Saved entries:
————————
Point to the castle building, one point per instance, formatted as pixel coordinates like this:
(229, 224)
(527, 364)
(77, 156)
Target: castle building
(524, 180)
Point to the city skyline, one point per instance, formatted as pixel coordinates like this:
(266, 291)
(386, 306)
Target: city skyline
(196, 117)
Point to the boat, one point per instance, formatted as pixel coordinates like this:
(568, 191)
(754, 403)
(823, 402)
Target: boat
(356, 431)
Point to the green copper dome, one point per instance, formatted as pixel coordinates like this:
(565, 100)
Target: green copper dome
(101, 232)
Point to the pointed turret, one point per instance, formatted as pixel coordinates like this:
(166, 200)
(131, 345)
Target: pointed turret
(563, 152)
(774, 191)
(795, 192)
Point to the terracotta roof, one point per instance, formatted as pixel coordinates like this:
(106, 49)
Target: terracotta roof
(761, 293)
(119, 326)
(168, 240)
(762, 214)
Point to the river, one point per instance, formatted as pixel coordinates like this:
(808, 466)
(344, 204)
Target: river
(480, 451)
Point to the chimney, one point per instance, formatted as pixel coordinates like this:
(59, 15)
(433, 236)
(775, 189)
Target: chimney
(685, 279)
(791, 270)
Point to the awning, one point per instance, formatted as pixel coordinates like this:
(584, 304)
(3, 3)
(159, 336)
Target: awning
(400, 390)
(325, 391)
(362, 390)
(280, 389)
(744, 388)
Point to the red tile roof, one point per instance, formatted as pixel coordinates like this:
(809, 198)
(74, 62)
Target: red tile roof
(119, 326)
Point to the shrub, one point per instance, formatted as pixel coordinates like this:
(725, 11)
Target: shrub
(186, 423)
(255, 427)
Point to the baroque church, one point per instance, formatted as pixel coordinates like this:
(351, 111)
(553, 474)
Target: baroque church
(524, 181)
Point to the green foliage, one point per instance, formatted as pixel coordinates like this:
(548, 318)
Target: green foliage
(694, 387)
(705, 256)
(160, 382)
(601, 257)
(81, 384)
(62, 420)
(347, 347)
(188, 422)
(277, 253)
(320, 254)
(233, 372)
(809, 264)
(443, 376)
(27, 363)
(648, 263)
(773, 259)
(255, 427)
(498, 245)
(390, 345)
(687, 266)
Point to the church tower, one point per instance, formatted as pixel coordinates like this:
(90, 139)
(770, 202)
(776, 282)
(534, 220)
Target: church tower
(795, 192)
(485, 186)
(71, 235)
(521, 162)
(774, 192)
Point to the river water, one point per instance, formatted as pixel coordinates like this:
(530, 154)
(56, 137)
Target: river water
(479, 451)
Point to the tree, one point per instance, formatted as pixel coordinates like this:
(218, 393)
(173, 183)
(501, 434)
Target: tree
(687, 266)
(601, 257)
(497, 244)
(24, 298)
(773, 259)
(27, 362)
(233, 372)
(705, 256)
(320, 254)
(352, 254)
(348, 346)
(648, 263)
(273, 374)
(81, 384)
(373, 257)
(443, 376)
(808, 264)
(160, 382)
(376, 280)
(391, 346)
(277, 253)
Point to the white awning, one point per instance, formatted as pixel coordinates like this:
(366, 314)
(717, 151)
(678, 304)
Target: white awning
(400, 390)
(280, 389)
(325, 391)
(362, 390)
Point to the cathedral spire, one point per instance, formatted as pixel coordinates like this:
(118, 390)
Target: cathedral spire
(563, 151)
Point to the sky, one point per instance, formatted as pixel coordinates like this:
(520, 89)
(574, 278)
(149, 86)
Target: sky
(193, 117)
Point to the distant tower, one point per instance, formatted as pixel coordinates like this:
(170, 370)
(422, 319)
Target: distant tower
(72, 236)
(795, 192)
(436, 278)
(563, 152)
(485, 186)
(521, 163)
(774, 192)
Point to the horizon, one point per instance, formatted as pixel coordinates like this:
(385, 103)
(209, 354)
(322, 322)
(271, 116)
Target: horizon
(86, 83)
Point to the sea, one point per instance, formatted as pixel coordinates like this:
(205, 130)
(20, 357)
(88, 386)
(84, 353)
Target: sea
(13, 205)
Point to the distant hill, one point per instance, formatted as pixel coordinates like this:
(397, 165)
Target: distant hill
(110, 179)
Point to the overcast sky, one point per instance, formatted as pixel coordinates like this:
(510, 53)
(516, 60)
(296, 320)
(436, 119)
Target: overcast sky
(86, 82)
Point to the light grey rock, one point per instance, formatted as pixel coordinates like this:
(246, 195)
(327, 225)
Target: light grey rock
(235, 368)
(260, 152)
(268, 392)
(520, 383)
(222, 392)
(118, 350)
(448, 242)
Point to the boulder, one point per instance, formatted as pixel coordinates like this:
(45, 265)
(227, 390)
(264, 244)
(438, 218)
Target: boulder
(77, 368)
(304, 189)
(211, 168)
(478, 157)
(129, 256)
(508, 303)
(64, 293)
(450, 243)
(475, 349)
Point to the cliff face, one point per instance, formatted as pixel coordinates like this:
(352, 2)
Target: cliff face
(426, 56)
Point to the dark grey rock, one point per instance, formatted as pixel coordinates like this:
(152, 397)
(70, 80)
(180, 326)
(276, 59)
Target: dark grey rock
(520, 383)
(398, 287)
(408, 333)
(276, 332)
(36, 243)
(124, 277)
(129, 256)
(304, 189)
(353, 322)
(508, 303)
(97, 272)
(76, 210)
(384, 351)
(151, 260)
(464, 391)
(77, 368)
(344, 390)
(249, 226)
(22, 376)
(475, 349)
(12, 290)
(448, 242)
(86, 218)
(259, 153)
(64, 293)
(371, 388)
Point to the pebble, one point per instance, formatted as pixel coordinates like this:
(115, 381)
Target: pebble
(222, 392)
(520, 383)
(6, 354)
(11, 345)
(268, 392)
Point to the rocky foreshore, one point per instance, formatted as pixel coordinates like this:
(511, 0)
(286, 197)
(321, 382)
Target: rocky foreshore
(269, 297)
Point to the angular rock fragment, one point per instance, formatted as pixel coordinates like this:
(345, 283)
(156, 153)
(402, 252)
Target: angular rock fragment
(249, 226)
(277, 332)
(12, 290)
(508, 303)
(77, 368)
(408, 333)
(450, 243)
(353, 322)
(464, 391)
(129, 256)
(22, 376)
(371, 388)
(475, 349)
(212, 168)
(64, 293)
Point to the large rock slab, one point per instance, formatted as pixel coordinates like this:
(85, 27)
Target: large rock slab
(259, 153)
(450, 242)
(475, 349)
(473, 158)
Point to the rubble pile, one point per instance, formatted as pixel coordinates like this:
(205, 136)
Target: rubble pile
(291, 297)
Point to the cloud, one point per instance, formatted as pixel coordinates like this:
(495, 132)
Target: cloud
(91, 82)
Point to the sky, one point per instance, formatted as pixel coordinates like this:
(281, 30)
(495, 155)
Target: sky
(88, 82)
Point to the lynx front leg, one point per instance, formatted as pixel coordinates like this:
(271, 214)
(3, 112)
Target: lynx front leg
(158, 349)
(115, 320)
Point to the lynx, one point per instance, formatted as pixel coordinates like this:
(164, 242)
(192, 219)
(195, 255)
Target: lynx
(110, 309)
————————
__TASK DETAILS__
Produce the records once again, exactly as they stand above.

__EXERCISE SOLUTION__
Point to the castle building, one point per instance, formatted as pixel coordinates like this:
(229, 224)
(527, 364)
(77, 156)
Target: castle building
(524, 180)
Point to the city skyline, one point per instance, formatted as pixel coordinates like this:
(266, 291)
(386, 306)
Target: city skyline
(196, 117)
Point to the boat, one point per instance, formatted as pixel coordinates like this:
(568, 191)
(754, 403)
(823, 402)
Target: boat
(356, 431)
Point to the green copper dome, one point per instance, formatted as pixel coordinates like this:
(565, 100)
Target: green copper dome
(101, 232)
Point to the pointed turret, one point per instance, formatted as pixel coordinates like this:
(166, 200)
(131, 345)
Target: pointed turret
(563, 152)
(774, 191)
(795, 192)
Point to the terracotta roof, one point per instance, formatted as pixel coordinates like this:
(106, 49)
Target: terracotta roof
(761, 293)
(119, 326)
(168, 240)
(762, 214)
Point to the river, one point per instance, formatted as pixel coordinates like this:
(808, 466)
(344, 204)
Target: river
(480, 451)
Point to the chimney, one point per instance, formatted as pixel coordinates like this:
(59, 15)
(433, 236)
(775, 189)
Target: chimney
(685, 279)
(791, 270)
Point to the awning, one point per instance, formatted as pixel coordinates like this:
(584, 304)
(3, 3)
(159, 336)
Target: awning
(400, 390)
(325, 391)
(362, 390)
(280, 389)
(744, 388)
Point to the red tile roof, one point per instance, formatted as pixel coordinates like this:
(809, 198)
(74, 62)
Target: red tile roof
(119, 326)
Point to the shrub, one point per instance, formatted as pixel coordinates like this:
(725, 11)
Target: shrub
(186, 423)
(255, 427)
Point to the baroque church, one point per instance, formatted as pixel coordinates like this:
(351, 111)
(553, 474)
Target: baroque church
(524, 181)
Point to the green foliage, one point per instance, formatted as pixel coordinates like this:
(548, 318)
Target: green foliage
(694, 387)
(705, 256)
(160, 382)
(601, 257)
(81, 384)
(62, 420)
(347, 347)
(188, 422)
(277, 253)
(320, 254)
(233, 372)
(809, 264)
(443, 376)
(27, 363)
(648, 263)
(773, 259)
(255, 427)
(498, 245)
(390, 345)
(687, 266)
Point to the church tower, one point per instance, formatted as pixel coordinates like this:
(90, 139)
(770, 202)
(776, 282)
(534, 220)
Target: church tower
(795, 192)
(485, 186)
(71, 235)
(521, 162)
(774, 192)
Point to the river water, one point per instance, formatted as pixel coordinates like this:
(530, 154)
(56, 137)
Target: river water
(479, 451)
Point to the tree, one point per instance, formatted as pixel coordinates like this:
(218, 393)
(173, 183)
(501, 434)
Target: tree
(687, 266)
(601, 257)
(497, 244)
(24, 298)
(773, 259)
(27, 362)
(233, 372)
(705, 256)
(320, 254)
(352, 254)
(348, 346)
(648, 263)
(273, 374)
(81, 384)
(373, 257)
(443, 376)
(808, 264)
(160, 382)
(376, 280)
(391, 346)
(277, 253)
Point to the white awning, one point per instance, formatted as pixel coordinates like this:
(366, 314)
(717, 151)
(678, 304)
Target: white awning
(400, 390)
(280, 389)
(325, 391)
(362, 390)
Point to the cathedral spire, one point per instance, formatted as pixel coordinates like this:
(118, 390)
Target: cathedral spire
(563, 151)
Point to the sky, one point per instance, formatted as pixel coordinates like this:
(520, 89)
(574, 278)
(149, 86)
Target: sky
(193, 117)
Point to the distant tower, one point per instance, formatted as pixel coordinates like this:
(170, 370)
(422, 319)
Target: distant tower
(72, 236)
(795, 192)
(436, 278)
(563, 152)
(485, 186)
(521, 163)
(774, 192)
Point to the horizon, one point per instance, formatted as pixel coordinates like this:
(385, 103)
(209, 354)
(322, 322)
(271, 116)
Target: horizon
(86, 83)
Point to the sea, one point per instance, formatted as pixel coordinates like this:
(205, 130)
(20, 357)
(88, 386)
(84, 353)
Target: sea
(13, 205)
Point to the distant hill, one point per instance, formatted as pixel coordinates like this:
(397, 165)
Target: distant hill
(110, 179)
Point to the overcast sky, one point per instance, formatted as pixel coordinates like this:
(510, 53)
(516, 60)
(296, 320)
(436, 119)
Target: overcast sky
(86, 82)
Point to the light grey rock, one point per instance, formatted as pixel coordinates like this:
(246, 195)
(327, 225)
Target: light grey rock
(235, 368)
(260, 152)
(268, 392)
(520, 383)
(222, 392)
(118, 350)
(448, 242)
Point to the boulder, one point per instance, formatted as pixel coordinates like this:
(45, 265)
(227, 390)
(264, 244)
(438, 218)
Target: boulder
(77, 368)
(304, 189)
(211, 168)
(478, 157)
(129, 256)
(508, 303)
(64, 293)
(450, 243)
(475, 349)
Point to the cliff face, one point per instance, formatted as pixel coordinates like this:
(352, 2)
Target: cliff face
(426, 56)
Point to the dark grey rock, one point per instance, formatted as pixel coordinates like this:
(152, 397)
(70, 80)
(180, 326)
(276, 59)
Target: dark grey rock
(520, 383)
(398, 287)
(408, 333)
(276, 332)
(36, 243)
(124, 277)
(129, 256)
(304, 189)
(353, 322)
(508, 303)
(97, 272)
(76, 210)
(384, 351)
(151, 260)
(464, 391)
(77, 368)
(344, 390)
(249, 226)
(22, 376)
(475, 349)
(12, 290)
(448, 242)
(86, 218)
(259, 153)
(64, 293)
(371, 388)
Point to the pebble, one point per instance, formatted as pixel coordinates like this:
(115, 381)
Target: pebble
(222, 392)
(520, 383)
(6, 354)
(11, 345)
(268, 392)
Point to the rocky foreshore, one point per instance, formatted as pixel coordinates like this:
(511, 0)
(286, 197)
(321, 382)
Target: rocky foreshore
(269, 297)
Point to the angular rock fragment, one point per instance, formatted as pixel coordinates like this:
(345, 283)
(156, 153)
(402, 252)
Target: angular rock fragment
(249, 226)
(277, 332)
(12, 290)
(508, 303)
(77, 368)
(408, 333)
(450, 243)
(353, 322)
(464, 391)
(129, 256)
(22, 376)
(371, 388)
(475, 349)
(212, 168)
(64, 293)
Point to the large rock slab, one point per instance, formatted as pixel coordinates like this:
(85, 27)
Target: large rock slab
(259, 153)
(450, 242)
(475, 349)
(473, 158)
Point to the rubble pile, one point per instance, formatted as pixel coordinates like this:
(205, 136)
Target: rubble pile
(291, 297)
Point to the cloud, one point per instance, formatted as pixel coordinates like this:
(495, 132)
Target: cloud
(91, 82)
Point to the sky, one point per instance, formatted as pixel coordinates like this:
(281, 30)
(495, 155)
Target: sky
(88, 82)
Point to the lynx front leg, one point per instance, formatted as pixel coordinates like this:
(271, 214)
(3, 112)
Target: lynx front leg
(158, 349)
(115, 320)
Point to the lynx, one point per instance, formatted as pixel coordinates like this:
(164, 242)
(192, 219)
(195, 255)
Target: lynx
(110, 309)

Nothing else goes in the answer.